=== INSTRUÇÃO A ===
Por favor, repita sem nenhuma alteração a parte do trecho apresentado que vai de "As crianças que" até "como na Amarelinha.", incluindo essas palavras.
=== INSTRUÇÃO B ===
Responda, com base no trecho apresentado:
(i) Quantos adultos há para cada criança?
(ii) O que a presença dos pais faz circular e ser transmitido aos filhos?
(iii) A que brincadeira se compara a passagem do homem pela vida?

=== TRECHO APRESENTADO ===
——————

As crianças que chegam com indicadores de risco para o desenvolvimento, vivem trocas diferentes das  propostas pela escola, pois há mais de um adulto para cada criança, e podemos avaliar, identificar e nomear para elas o que vivem, permitindo que se reconheçam e  se apropriem dessas vivências, lidando com limites e frustrações. A importância da presença dos pais faz com que as histórias familiares circulem e sejam transmitidas para os filhos. Permite também que se identifiquem com o semelhante e aprendam a lidar com a separação em presença, pois aos poucos podem se distanciar sabendo que os pais estão por perto. Sabemos que essas experiências não são sem sofrimento, envolvem dificuldades e descobertas, encenadas pelo brincar que marcam a passagem do homem pela vida como na Amarelinha.

——————

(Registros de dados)
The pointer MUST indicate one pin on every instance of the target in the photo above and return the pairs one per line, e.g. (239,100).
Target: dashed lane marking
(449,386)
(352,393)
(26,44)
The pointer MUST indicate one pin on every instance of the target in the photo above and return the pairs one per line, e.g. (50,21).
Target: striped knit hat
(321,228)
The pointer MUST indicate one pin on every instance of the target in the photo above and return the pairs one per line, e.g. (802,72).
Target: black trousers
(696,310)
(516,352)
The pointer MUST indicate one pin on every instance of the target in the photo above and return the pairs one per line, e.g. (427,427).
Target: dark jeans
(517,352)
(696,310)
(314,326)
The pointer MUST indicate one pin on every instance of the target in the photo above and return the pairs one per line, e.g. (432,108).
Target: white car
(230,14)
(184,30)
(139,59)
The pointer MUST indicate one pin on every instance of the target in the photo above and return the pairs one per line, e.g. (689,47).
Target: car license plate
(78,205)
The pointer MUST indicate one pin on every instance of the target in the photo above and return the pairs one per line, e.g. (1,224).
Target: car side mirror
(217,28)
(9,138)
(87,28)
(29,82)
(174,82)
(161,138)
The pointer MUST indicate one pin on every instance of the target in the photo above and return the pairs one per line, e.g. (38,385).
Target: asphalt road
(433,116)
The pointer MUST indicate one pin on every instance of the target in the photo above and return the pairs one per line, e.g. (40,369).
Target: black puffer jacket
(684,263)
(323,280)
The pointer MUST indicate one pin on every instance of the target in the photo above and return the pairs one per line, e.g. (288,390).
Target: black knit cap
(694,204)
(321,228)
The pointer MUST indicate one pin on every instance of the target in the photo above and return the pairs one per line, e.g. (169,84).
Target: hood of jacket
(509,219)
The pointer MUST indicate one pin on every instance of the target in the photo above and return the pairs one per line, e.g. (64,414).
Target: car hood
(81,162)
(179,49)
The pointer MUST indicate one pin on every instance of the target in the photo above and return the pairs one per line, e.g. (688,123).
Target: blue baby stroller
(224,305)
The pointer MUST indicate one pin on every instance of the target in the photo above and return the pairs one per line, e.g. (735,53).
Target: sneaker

——————

=== RESPOSTA ESCRITA A ===
As crianças que chegam com indicadores de risco para o desenvolvimento, vivem trocas diferentes das  propostas pela escola, pois há mais de um adulto para cada criança, e podemos avaliar, identificar e nomear para elas o que vivem, permitindo que se reconheçam e  se apropriem dessas vivências, lidando com limites e frustrações. A importância da presença dos pais faz com que as histórias familiares circulem e sejam transmitidas para os filhos. Permite também que se identifiquem com o semelhante e aprendam a lidar com a separação em presença, pois aos poucos podem se distanciar sabendo que os pais estão por perto. Sabemos que essas experiências não são sem sofrimento, envolvem dificuldades e descobertas, encenadas pelo brincar que marcam a passagem do homem pela vida como na Amarelinha.

=== RESPOSTA ESCRITA B ===
(i) Mais de um adulto.
(ii) As histórias familiares.
(iii) A Amarelinha.